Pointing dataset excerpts
----------------
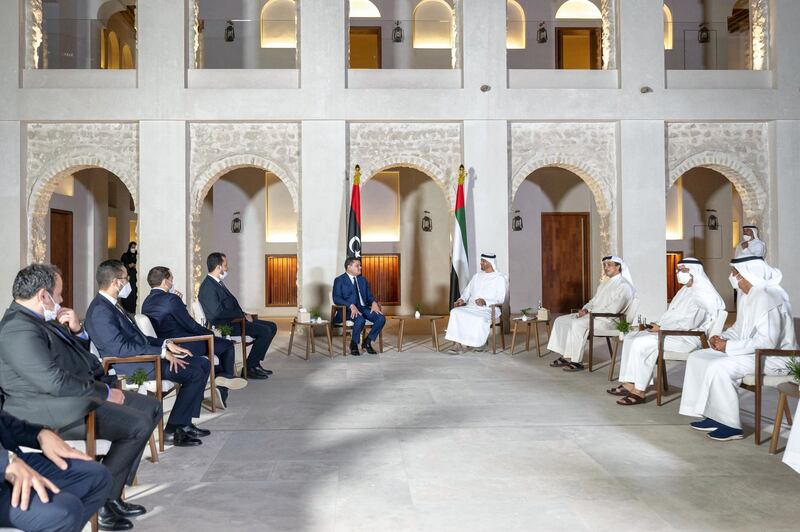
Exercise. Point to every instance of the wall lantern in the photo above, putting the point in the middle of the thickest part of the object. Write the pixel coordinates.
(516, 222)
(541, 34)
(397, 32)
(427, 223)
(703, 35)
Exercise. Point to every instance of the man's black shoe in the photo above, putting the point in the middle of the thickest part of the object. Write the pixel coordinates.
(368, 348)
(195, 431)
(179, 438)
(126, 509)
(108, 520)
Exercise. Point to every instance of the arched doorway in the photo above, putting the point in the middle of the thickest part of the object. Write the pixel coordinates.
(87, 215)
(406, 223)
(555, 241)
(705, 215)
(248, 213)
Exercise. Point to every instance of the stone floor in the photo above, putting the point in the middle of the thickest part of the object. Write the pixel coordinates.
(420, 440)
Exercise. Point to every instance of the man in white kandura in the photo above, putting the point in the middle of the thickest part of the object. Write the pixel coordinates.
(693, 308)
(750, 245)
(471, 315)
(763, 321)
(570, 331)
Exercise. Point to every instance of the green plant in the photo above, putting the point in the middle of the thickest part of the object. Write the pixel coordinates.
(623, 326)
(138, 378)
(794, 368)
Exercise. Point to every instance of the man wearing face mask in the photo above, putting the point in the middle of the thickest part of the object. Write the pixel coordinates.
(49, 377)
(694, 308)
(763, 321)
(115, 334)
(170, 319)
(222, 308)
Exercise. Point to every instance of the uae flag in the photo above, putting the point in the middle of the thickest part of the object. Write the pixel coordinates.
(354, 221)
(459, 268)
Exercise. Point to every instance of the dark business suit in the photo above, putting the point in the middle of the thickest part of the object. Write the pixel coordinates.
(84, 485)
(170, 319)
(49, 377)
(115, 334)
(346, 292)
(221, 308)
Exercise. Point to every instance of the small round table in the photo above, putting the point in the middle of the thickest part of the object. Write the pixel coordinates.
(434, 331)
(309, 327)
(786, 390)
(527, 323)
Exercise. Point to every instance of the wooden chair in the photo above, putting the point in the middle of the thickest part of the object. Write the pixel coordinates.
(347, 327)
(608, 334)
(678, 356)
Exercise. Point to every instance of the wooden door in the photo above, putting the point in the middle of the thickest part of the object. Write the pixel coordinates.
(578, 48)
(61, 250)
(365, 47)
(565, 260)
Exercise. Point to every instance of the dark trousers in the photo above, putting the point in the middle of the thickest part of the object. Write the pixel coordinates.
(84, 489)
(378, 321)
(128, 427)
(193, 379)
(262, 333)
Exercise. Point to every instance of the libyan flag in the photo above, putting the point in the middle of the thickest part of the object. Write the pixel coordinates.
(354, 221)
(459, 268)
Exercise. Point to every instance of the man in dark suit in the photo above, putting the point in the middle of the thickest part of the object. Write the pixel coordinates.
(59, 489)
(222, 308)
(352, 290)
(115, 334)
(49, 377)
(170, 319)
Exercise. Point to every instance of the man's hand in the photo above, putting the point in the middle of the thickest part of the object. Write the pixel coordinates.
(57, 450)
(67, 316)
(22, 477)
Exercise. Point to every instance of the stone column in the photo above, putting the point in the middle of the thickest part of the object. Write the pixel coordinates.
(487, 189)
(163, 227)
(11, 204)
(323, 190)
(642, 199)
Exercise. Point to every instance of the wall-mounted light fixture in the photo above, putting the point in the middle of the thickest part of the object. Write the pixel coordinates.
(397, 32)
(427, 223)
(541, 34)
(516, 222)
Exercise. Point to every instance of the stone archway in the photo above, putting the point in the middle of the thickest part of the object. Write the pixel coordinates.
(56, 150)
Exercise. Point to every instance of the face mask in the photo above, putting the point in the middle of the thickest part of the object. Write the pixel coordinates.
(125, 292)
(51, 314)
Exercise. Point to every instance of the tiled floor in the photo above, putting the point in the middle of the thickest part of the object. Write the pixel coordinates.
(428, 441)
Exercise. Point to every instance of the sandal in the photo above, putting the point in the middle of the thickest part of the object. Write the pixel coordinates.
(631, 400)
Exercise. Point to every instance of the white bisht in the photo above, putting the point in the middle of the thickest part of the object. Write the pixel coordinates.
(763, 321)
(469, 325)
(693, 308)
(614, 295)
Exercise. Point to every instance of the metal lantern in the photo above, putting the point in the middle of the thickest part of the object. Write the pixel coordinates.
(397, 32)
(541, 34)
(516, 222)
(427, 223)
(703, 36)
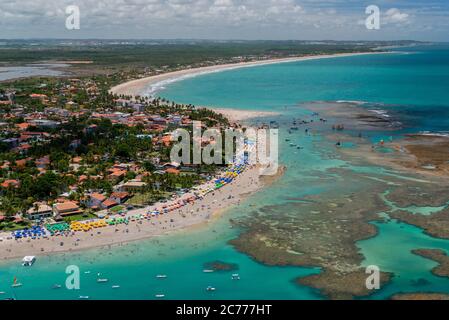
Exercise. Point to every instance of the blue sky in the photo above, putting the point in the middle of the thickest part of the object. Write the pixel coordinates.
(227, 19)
----------------
**To do**. Do not copy pictures. Restate exactly the lines from the one containing "Exercise. Point to every instance of the wall-mounted" through the last line of the records.

**Response to this exercise**.
Exercise. Point to every instance of the wall-mounted light fixture in the photo above, putting the point in the middle of the thickest part of the object. Write the pixel coordinates.
(397, 32)
(427, 223)
(541, 34)
(516, 222)
Exercise. Point to every instance of the stone archway in the photo above, putting the point in the middle of the thickest part of the object. Write the pixel coordinates.
(56, 150)
Exercise. Point to every instance of the face mask in the photo above, putting the point in the middle of the thickest part of the object. Write the pixel coordinates.
(125, 292)
(51, 314)
Exercise. Point to every instance of the tiled floor in the photo above, putting the point in the middle of the thickest part of the object. Write the pixel coordinates.
(428, 441)
Exercise. Point to every instance of the sandal in the photo above, putting the point in the middle of the thickest part of the object. Write the pixel coordinates.
(631, 400)
Exercise. Point to every instance of the white bisht in the photo above, putting the point in the middle of the thickest part of the object. Write the pixel coordinates.
(763, 321)
(469, 325)
(693, 308)
(614, 295)
Exercise. Point to every instance of the metal lantern in the photo above, putting the point in the middle of the thickest part of the object. Write the pixel coordinates.
(397, 32)
(541, 34)
(516, 222)
(427, 223)
(703, 36)
Exercise. Point to every instance of the blue sky in the photo above, putting the point in the middle of the thickest part of the object. Write the pixel coordinates.
(227, 19)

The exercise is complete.